**PROBLEM DETAILS**
Check each line of the listing for the word "pocket" and report the ones that have it.

**DATASET ENTRIES**
==============================
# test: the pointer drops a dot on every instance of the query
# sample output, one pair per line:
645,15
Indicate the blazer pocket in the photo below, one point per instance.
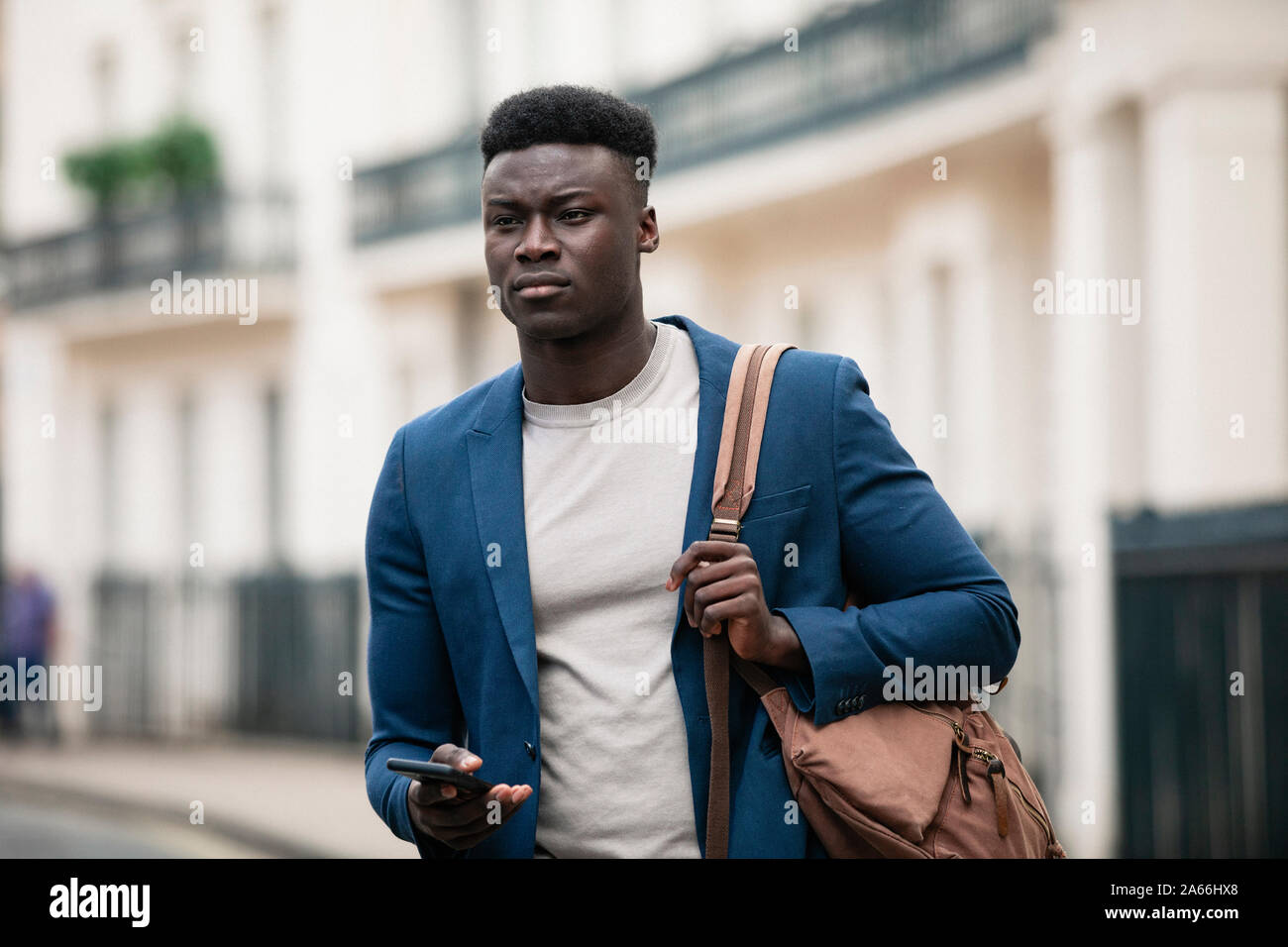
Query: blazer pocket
==============================
**FINAL ANSWER**
Indicate the blazer pocket in the photo below, one point per instance.
Query: blazer pocket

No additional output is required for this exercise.